WOBURN - With the development bogged down in yet another legal dispute, the city's Planning Board recently agreed to extend the proposed completion date for a 10-lot subdivision off of Highview Road in the city's West Side.
During a recent gathering in City Hall, the Planning Board unanimously voted in favor of giving Woburn-based Sanco Builders another two-years to finish a new single-family housing development that dates all the way back to 1974.
Citing construction delays and continued neighborhood interest in the so-called Highview Estates project, the planners attached three conditions to the extension, including:
• That the petitioner notify city officials at least 60-days in advance of any plans to resume construction activity;
• That Sanco Builders, in order to satisfy an abutter's trespassing concerns, hire a surveyor to delineate the boundaries of the subdivision;
• and that the developer continue to adhere to the provisions of a water runoff and soil erosion control plan.
According to Boston attorney Roshan Jain, representing Sanco Builders principal Michael Santullo, the latest delay stems from an ongoing squabble with electricity provider Eversource over the long-delayed subdivision, which is proposed for a swath of hilly and wooded terrain by Cambridge Road and Lexington Street by the Reeves Elementary School.
Jain, whose law office was retained in March to act as Sanco's new legal representatives, told the Planning Board that the court proceedings could take as long as 18 months to settle. However, he also expressed confidence that he could broker a much-quicker out-of-court settlement.
"We're having procedural discussions about how this litigation might be resolved amicably," said Jain, a partner at Boston firm Burns & Jain. "At this juncture, we see a month-long path to a resolution."
In Sept. of 2017, the last time the Planning Board extended the completion deadline, Sanco's previous legal representative outlined the genesis of the land dispute. The city officials were told the energy company, refusing to authorize work within an easement area containing electrical infrastructure, issued a cease-and-desist order to his client back in 2017.
Sanco Builders subsequently asked a Middlesex Superior Court judge to order Eversource to allow the easement work, and the legal proceedings have dragged out since as both sides prepare to depose witnesses and conduct other pre-trial discovery.
The utility company's concerns apparently center around planned blasting activity and questions about future access to the nearby electricity grid infrastructure.
"From what I can see, the dispute seems to be a misunderstanding between the parties over what the petitioner needs to do to satisfy [Eversource's] concern that the blasting will be done within the parameters of its requirements," said Jain.

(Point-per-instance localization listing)
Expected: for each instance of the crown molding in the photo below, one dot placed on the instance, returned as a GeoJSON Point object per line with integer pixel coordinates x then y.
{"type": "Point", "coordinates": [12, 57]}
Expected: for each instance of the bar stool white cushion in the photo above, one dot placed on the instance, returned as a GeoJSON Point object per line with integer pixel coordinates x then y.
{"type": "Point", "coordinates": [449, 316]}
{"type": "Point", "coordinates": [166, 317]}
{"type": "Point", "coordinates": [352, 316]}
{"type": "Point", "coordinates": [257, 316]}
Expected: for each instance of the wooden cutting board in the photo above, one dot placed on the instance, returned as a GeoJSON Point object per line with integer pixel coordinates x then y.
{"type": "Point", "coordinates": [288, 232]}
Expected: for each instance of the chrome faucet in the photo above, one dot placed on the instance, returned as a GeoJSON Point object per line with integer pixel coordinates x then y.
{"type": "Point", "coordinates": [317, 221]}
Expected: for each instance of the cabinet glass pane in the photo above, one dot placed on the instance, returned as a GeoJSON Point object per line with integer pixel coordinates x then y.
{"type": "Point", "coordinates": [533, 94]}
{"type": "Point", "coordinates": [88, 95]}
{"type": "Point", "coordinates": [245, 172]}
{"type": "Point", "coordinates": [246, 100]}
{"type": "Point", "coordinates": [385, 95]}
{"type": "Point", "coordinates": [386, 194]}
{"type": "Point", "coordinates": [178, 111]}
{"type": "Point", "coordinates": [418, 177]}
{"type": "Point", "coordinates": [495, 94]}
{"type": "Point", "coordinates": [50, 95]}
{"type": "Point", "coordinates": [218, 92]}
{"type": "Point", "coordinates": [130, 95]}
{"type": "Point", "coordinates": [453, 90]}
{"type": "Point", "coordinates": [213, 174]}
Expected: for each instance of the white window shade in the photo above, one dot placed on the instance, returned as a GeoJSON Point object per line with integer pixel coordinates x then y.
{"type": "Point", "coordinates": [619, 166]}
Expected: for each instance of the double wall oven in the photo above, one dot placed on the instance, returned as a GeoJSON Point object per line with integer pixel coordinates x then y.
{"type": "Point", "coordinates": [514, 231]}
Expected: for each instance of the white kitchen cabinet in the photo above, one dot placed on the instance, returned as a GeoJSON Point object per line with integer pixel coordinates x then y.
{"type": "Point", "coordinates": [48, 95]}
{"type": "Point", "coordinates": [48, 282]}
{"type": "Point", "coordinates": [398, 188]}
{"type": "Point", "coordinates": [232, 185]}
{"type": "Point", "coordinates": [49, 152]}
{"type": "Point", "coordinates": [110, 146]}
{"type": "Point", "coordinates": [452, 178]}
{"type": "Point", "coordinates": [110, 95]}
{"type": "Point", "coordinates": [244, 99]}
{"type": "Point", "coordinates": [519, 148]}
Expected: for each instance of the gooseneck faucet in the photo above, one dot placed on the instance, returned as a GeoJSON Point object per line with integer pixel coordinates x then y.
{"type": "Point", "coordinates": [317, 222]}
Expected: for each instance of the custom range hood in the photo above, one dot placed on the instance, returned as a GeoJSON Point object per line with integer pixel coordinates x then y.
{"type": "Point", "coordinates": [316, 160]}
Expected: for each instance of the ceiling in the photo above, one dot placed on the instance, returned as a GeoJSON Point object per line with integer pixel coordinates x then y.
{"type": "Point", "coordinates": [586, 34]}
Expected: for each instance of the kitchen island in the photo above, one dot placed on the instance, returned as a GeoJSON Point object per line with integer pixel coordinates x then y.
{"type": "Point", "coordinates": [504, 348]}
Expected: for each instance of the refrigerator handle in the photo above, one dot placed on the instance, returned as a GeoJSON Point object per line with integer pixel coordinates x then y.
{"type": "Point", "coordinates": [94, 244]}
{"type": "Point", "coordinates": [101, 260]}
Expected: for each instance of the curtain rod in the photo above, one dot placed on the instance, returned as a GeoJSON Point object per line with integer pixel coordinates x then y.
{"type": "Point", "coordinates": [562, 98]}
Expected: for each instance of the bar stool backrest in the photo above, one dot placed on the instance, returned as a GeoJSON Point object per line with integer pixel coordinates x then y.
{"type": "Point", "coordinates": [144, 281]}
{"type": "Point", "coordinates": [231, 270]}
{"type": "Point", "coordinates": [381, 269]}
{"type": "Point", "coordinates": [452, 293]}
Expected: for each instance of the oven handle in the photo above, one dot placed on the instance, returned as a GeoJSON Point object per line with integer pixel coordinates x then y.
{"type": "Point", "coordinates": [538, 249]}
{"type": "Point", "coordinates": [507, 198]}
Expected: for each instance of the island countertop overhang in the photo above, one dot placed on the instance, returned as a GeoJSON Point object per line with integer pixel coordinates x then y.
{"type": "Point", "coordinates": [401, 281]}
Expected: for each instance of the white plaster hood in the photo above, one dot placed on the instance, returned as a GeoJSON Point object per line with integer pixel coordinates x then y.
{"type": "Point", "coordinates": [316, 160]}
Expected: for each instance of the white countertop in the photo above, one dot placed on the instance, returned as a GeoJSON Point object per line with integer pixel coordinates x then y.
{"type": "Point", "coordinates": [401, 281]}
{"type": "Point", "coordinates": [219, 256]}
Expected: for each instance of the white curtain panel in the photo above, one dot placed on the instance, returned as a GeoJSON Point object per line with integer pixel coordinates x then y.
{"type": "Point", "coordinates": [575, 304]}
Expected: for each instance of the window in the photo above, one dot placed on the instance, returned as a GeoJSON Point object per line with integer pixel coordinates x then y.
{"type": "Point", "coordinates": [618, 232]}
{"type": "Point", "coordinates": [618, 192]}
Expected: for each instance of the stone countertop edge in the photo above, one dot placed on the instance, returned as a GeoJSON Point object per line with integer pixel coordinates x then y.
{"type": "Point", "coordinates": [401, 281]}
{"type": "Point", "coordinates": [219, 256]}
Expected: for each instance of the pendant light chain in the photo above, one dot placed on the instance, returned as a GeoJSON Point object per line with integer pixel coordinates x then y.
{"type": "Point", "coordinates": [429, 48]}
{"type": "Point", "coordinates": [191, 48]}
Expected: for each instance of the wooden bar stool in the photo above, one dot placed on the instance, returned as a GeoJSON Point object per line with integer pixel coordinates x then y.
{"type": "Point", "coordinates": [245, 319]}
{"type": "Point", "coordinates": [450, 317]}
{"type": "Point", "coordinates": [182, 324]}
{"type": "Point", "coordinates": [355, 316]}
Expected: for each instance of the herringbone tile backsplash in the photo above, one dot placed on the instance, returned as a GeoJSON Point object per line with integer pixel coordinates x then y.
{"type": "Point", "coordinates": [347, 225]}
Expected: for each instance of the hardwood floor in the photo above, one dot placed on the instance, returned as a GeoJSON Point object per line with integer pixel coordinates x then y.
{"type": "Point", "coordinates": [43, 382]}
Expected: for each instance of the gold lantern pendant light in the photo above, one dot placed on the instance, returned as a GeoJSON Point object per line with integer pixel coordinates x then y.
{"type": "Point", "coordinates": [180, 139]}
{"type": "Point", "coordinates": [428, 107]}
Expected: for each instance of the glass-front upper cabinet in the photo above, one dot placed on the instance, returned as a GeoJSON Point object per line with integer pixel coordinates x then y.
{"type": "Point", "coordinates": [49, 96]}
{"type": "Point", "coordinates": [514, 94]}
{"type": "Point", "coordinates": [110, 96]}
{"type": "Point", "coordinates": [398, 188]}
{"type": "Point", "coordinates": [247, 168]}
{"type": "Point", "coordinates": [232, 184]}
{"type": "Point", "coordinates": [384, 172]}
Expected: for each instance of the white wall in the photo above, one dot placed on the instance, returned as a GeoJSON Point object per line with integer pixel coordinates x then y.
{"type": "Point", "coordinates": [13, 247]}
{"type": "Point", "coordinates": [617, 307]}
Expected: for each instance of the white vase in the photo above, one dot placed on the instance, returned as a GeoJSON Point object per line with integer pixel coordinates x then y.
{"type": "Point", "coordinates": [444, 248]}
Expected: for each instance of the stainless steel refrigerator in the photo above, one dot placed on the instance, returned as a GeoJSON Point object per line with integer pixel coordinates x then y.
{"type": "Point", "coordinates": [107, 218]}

§ Activity:
Resume the news article on the Highview Estates subdivision, picking up right after its final sentence.

§ Answer space:
Since the subdivision was first approved by city officials back in 1972, area abutters have expressed concern about the the consequences of altering the topography of the West Side parcel, which has historically diverted rainwater towards Gills Field at the Reeves Elementary School.
Back in 2015, when the planners considered a previous construction extension, city officials tried to address those neighborhood concerns by ordering the developer to furnish a state-mandated stormwater pollution prevention plan (SWPPP).
City Engineer Jay Corey's office earlier this summer confirmed the area builder continues to comply with those SWPPP provisions.
The West Side subdivision was first approved by the city back in 1974, when the Planning Board first granted Burlington developer Anthony Santullo permission to construct the homes.
Litigation over the project then ensued sometime in the mid-1980s, when concern about the proposed slope of the cleared land was cited as a reason to rescind that previous decade-old approval.
Specifically, when the Highview Estates project was first okayed in the 1970s, the city's subdivision regulations allowed developments on hilly terrain, so long as the finished slope near drainage areas was no greater than 15 percent.
However, by the time city officials revisited the still unfinished project in 1986, local regulations had been amended to require a slope of no greater than 8 percent. Santullo scoffed at the city's suggestion that he had to comply with the revised rules, which resulted in a legal challenge.
A land court judge, ordering a compromise grade of 12 percent, ultimately remanded the proposal back to the city for approval. Yet more legal wrangling ensued in the wake of that decision, but in 2007 — with Woburn again losing that court challenge — the subdivision was again given the green light.
In 2009, the elder Santullo appeared back before the Planning Board to request a two year continuance for the construction deadline, and the change was allowed. With the national economy tanking right around that time due to continued fallout from a subprime mortgage and housing crisis, the state’s Permit Extension Act automatically extended the subdivision's construction period until Nov. of 2015.
The Planning Board held a series of more prolonged deliberations over the future of the subdivision in the fall 2015, when yet another time extension was granted.